» Items pointing to named objects:
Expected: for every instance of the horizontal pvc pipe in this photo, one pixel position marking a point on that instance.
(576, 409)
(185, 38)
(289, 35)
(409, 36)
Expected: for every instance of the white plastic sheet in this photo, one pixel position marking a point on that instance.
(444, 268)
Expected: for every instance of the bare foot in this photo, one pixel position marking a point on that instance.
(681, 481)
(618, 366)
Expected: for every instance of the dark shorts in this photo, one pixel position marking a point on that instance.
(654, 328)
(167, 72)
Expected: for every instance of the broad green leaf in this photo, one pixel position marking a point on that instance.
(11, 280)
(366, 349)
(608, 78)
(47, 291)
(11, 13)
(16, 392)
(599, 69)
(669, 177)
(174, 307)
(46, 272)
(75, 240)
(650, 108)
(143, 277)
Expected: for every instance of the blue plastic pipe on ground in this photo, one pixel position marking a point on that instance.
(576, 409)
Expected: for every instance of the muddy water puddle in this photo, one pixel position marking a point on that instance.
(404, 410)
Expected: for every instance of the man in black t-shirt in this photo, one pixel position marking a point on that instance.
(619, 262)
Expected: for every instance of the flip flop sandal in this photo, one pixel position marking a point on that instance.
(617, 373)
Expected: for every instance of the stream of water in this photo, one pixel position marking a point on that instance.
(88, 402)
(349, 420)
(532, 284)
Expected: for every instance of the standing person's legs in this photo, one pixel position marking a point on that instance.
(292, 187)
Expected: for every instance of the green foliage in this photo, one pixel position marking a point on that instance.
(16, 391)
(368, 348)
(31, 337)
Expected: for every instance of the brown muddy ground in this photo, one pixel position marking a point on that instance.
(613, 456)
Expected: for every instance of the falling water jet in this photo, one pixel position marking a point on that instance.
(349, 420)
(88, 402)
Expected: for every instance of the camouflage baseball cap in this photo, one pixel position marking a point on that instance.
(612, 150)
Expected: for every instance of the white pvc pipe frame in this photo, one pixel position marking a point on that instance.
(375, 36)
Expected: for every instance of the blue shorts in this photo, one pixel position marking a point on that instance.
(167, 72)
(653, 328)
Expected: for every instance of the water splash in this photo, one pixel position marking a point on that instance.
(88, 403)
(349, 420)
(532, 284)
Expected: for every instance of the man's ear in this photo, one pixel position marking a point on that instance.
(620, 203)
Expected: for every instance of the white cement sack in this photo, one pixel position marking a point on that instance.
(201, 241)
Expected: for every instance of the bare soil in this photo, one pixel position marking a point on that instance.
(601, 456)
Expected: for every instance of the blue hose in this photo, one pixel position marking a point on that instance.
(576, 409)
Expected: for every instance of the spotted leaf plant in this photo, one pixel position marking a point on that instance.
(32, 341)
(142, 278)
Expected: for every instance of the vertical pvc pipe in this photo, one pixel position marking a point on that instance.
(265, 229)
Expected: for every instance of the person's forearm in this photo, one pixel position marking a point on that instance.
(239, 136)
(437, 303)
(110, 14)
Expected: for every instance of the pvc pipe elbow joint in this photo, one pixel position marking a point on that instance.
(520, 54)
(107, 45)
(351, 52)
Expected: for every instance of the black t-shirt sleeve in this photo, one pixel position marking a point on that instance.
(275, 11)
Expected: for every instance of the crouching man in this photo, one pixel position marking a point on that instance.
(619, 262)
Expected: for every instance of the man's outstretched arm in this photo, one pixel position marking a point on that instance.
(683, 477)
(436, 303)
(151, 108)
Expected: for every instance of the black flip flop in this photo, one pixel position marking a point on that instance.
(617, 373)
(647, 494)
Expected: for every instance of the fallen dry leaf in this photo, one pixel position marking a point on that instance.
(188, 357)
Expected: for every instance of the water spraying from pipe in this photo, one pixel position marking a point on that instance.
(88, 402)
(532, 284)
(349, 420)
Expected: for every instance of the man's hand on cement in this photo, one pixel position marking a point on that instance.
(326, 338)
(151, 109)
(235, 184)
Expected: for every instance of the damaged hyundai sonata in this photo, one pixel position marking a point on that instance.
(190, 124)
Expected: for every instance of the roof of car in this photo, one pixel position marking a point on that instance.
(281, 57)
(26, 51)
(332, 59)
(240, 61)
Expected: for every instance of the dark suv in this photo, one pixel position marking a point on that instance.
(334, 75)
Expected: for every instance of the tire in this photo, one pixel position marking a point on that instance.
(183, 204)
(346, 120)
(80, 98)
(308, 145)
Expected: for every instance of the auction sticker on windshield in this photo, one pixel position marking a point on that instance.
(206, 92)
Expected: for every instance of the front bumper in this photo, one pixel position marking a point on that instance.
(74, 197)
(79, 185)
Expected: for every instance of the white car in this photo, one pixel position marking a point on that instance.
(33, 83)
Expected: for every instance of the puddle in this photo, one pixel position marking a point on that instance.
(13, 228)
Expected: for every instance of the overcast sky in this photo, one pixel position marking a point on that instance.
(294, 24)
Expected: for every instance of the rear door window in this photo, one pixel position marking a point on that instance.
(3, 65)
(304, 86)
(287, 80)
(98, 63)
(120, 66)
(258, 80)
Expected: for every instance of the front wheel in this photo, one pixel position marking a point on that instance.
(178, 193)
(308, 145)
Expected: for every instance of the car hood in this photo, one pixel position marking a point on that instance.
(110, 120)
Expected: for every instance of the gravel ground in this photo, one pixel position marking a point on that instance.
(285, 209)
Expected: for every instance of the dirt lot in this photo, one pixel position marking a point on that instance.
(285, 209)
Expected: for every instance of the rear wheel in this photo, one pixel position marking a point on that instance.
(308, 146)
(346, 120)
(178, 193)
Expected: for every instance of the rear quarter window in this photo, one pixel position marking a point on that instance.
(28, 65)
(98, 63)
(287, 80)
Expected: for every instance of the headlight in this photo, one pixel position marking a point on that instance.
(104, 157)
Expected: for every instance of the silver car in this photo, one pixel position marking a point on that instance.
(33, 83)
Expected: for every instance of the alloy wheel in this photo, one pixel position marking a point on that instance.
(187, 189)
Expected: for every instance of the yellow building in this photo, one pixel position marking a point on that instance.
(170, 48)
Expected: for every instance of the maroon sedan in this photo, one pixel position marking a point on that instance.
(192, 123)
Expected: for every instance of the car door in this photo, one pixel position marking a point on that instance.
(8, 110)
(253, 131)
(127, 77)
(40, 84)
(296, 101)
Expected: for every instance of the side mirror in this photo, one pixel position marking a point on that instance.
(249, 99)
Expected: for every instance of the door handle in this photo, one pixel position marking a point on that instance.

» The exercise: Copy the lines of the items above word for word, covering every item.

» Solution for this task:
Expected: for every instance of the horizontal pvc pipe in this photo, one pixel position marking a point on that instance.
(576, 409)
(185, 38)
(289, 35)
(409, 36)
Expected: for every instance of the white plastic sheet in this photo, one pixel position marking a point on that instance.
(444, 268)
Expected: for every instance of the bare foot in this photo, one pixel position marking a point on that instance.
(681, 481)
(618, 366)
Expected: for every instance of the dark shorts in this photo, one pixel position marking a point on that instance.
(654, 328)
(167, 72)
Expected: for every instance of the broad green leaf in this photo, one pixel position marking a point on that instance.
(11, 280)
(366, 349)
(608, 78)
(47, 291)
(11, 13)
(16, 392)
(599, 69)
(669, 177)
(174, 307)
(46, 272)
(75, 240)
(650, 108)
(143, 277)
Expected: for every instance of the blue plastic pipe on ground in this photo, one pixel position marking a point on that instance.
(576, 409)
Expected: for every instance of the muddy water puddle in this photo, one pixel position marking a point on that instance.
(404, 410)
Expected: for every instance of the man in black t-shirt in this photo, one pixel position marking a point on that instance.
(619, 262)
Expected: for every instance of the flip flop sandal in this photo, one pixel position marking a point on that instance.
(617, 373)
Expected: for every instance of the stream of water in this photo, one pixel position marking a point on that instance.
(88, 402)
(349, 420)
(532, 284)
Expected: for every instance of the standing person's legs in this photo, one pixel position marking a point on that instance.
(292, 187)
Expected: for every instance of the green foliage in this photo, one pixel position marking a point on that instance.
(16, 391)
(368, 348)
(31, 337)
Expected: for every instance of the brown muddy ground in this photo, one pixel position marking a point on that instance.
(613, 456)
Expected: for every instance of the falling water jet in this photo, one pixel position marking a point on that instance.
(349, 420)
(88, 402)
Expected: for every instance of the camouflage baseball cap in this photo, one pixel position marking a point on that instance.
(612, 150)
Expected: for every instance of the white pvc pipe frame in this photo, one pixel position marking a point on that instance.
(375, 36)
Expected: for every instance of the blue shorts in this photo, one pixel position marking a point on that instance.
(167, 72)
(653, 328)
Expected: for every instance of the water splash in this photo, one pixel position marking a point on that instance.
(88, 403)
(349, 420)
(532, 284)
Expected: for every instance of the man's ear in this photo, one pixel position marking a point on that instance.
(620, 203)
Expected: for every instance of the white cement sack in this photo, one pixel position marking a point on that instance.
(201, 241)
Expected: for every instance of the bare soil in this photo, one pixel position marking a point on that instance.
(601, 456)
Expected: for every instance of the blue hose in this photo, one pixel position marking a point on that instance.
(576, 409)
Expected: for every instance of the spotted leaf plant in this photo, one pixel position marking a point on that instance.
(32, 341)
(142, 278)
Expected: for every instance of the vertical pvc pipe in this photo, one pixel position marking a point on that instance.
(265, 229)
Expected: for every instance of the person's forearm in this photo, one pixel position marking a point on that instance.
(239, 136)
(437, 303)
(110, 14)
Expected: for every instance of the pvc pipe elbow joint in this photo, one pixel position marking a point on that instance.
(520, 54)
(107, 45)
(351, 52)
Expected: for every instance of the black t-shirt sleeve in this photo, one pixel position marking a point on that instance.
(275, 11)
Expected: for every instance of the crouching man in this photo, one pixel position marking a point on that instance.
(619, 262)
Expected: for every instance of the man's outstretched arm in this photo, one pixel position marking a point on that instance.
(683, 477)
(436, 303)
(151, 108)
Expected: for every instance of the black flip flop in this photo, one pixel position marking a point on that instance.
(617, 373)
(647, 494)
Expected: for every instance of the fallen dry leaf in this photo, one pixel position marking a point on that instance.
(188, 357)
Expected: for every instance of the water spraying from pipe in this photo, one pixel position marking a point on that instance.
(88, 402)
(532, 284)
(349, 420)
Expected: for every instance of the man's hand on cement in this photo, one pixel position marking a point on that instance.
(326, 338)
(151, 109)
(235, 184)
Expected: for every instance of the damaged hyundai sonata in this photo, one pixel position marking a point on that instance.
(190, 124)
Expected: for every instance of the roof of car in this photo, one pixel position marking a point on that instance.
(281, 57)
(26, 51)
(332, 59)
(240, 61)
Expected: for every instance of the dark suv in this photo, one pixel position marking a point on that instance.
(334, 75)
Expected: for every instance of the tire in this photo, one pixel position marking a point on that instance.
(183, 204)
(346, 120)
(80, 98)
(308, 145)
Expected: for every instance of the auction sticker on windshield in this photo, one pixel position marking a point on that instance.
(206, 92)
Expected: for every instance of the front bumper in this photo, one pixel position marking a point on that instance.
(74, 197)
(79, 185)
Expected: for every instance of the white car in this photo, one pixel position marking a point on that instance.
(33, 83)
Expected: for every instance of the puddle in this photo, one pixel position marking a point on that instance.
(13, 228)
Expected: for every instance of the overcast sky in this photo, one pixel position marking a point on that instance.
(294, 24)
Expected: for every instance of the rear door window in this photo, one pixel position marking a point on that instance.
(3, 65)
(304, 86)
(287, 80)
(98, 63)
(120, 66)
(258, 80)
Expected: for every instance of the front wheel in this photo, one pixel position marking a point on that instance.
(178, 193)
(308, 145)
Expected: for every instance of the car hood in this photo, one pixel position marking a point on that instance.
(110, 120)
Expected: for every instance of the gravel ground in this photo, one pixel position marking a point on that instance.
(285, 209)
Expected: for every instance of the dirt lot in this photo, one pixel position marking a point on that instance.
(285, 209)
Expected: for every instance of the rear wheel in this photo, one pixel position marking a point on that instance.
(308, 146)
(346, 120)
(178, 193)
Expected: for every instance of the rear quarter window in this photo, one pixel position marking a point on that instance.
(28, 65)
(98, 63)
(287, 80)
Expected: for every instance of the headlight in this photo, one pixel position marking a point on that instance.
(104, 157)
Expected: for every instance of the silver car in this photo, one pixel position marking a point on that instance.
(33, 83)
Expected: for every instance of the alloy wheel in this photo, one pixel position marking a point on that instance.
(187, 189)
Expected: for every instance of the yellow building in this photo, one pixel position marking a point on that instance.
(170, 48)
Expected: for every instance of the maroon sedan in this photo, one pixel position marking a point on that instance.
(192, 123)
Expected: for every instance of the car door in this photo, one pixel position marking a point on that instance.
(8, 110)
(253, 131)
(127, 77)
(40, 84)
(296, 101)
Expected: for every instance of the side mirror in this photo, one pixel position marking a point on that instance.
(249, 99)
Expected: for every instance of the door handle in this photo, one pixel position marking a point on that instance.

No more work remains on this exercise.